PAGE EXCERPT
========

If your father is Welsh, your mother Chinese-Malay and you were brought up mainly in England, your mind will probably dwell frequently on identity and belonging. So it is, I imagine, with Peter Ho Davies, whose novel The Welsh Girl turns on precisely those themes.
It's 1944, not long after D-Day. Young Esther lives with her widowed father on a sheep farm near a remote village in North Wales, where Welsh is everyone's first language and outsiders are distrusted, especially if they're English. She works part-time in the village pub where she meets English people for the first time, including soldiers, with one of whom she has a brief, rather brutal encounter before he's shipped off elsewhere. Soon after, a group of German prisoners of war is brought to a nearby disused holiday camp and Esther finds herself befriending Karsten, a German soldier full of alienating guilt at having surrendered his men on D-Day. How can he explain this in letters to his proud mother in Germany? Their relationship, mainly conducted through the camp's wire fence, is the main thread of the novel and is in touching contrast to her one-night stand with the English soldier, although Karsten is technically the enemy. Exposure first to the English, then to Germans, creates tension with her nationalistic father who (deliberately?) stumbles over his English, and makes Esther think about her own Welsh identity and what it means in the wider world.

========

[Data items]
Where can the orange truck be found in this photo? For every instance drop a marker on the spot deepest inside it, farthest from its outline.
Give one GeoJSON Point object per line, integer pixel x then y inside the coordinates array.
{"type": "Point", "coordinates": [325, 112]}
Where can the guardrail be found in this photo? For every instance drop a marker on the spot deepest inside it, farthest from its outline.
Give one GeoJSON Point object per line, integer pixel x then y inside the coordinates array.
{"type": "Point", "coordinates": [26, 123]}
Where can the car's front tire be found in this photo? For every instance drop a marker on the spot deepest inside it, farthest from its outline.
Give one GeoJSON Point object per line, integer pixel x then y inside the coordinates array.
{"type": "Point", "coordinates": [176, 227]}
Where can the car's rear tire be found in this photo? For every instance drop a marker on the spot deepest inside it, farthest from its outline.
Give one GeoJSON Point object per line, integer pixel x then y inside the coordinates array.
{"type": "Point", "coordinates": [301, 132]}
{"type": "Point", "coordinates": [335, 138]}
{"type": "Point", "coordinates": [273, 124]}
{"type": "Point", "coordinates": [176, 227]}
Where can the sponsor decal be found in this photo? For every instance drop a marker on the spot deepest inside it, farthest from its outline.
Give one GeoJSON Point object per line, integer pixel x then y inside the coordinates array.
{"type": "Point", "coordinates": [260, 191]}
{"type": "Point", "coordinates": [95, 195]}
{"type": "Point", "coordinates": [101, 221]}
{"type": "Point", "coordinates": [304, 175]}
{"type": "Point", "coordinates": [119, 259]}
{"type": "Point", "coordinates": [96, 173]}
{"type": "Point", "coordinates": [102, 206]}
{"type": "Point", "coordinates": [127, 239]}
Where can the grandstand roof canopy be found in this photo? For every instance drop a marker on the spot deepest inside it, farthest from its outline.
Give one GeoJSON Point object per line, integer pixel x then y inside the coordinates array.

========

TASKS FOR THIS EXERCISE
• 1. Reproduce verbatim the passage of the review of The Welsh Girl that opens with the words containing "If your father" and closes with "precisely those themes.".
• 2. Pick up the review of The Welsh Girl after its last sentence and keep writing it.

RESPONSES FOR EACH TASK
• 1.
If your father is Welsh, your mother Chinese-Malay and you were brought up mainly in England, your mind will probably dwell frequently on identity and belonging. So it is, I imagine, with Peter Ho Davies, whose novel The Welsh Girl turns on precisely those themes.

• 2.
The story of Esther and Karsten is bracketed by another: Rotheram, a British intelligence officer whose German-Jewish family fled to England when he was a child, is sent to North Wales to question Rudolf Hess in order to help determine whether he's sane enough to stand trial for Nazi war crimes. Obviously, Rotheram (I used to be a German, but now I'm just a Jew) is also wrestling with problems of belonging and identity. And so, rather more obliquely, is Hess.
If all this sounds rather contrived and message-driven, I didn't find it so. Peter Ho Davies has given us flesh-and-blood characters, not ciphers. Even minor characters like Harry the radio comedian, Jim the evacuee child and the mother of the Welsh lad who loves Esther are full of life. And if, unlike these let-it-all-hang-out times of ours, they seem unengagingly restrained in their emotions, that's surely authentic - people were like that in those days, which makes the story all the more moving.
And if the novel as a whole is understated and the story slow to take off, this is all to the good: we get to know the characters in their settings much as we get know the people we meet in real life, and for this reader, at any rate, they and their dilemmas stay in the mind long after the novel is finished.
Here's a perceptive article from The Observer on Peter Ho Davies and his work. It's particularly good on the historical background to The Welsh Girl and how its themes connect with the author's own life and background.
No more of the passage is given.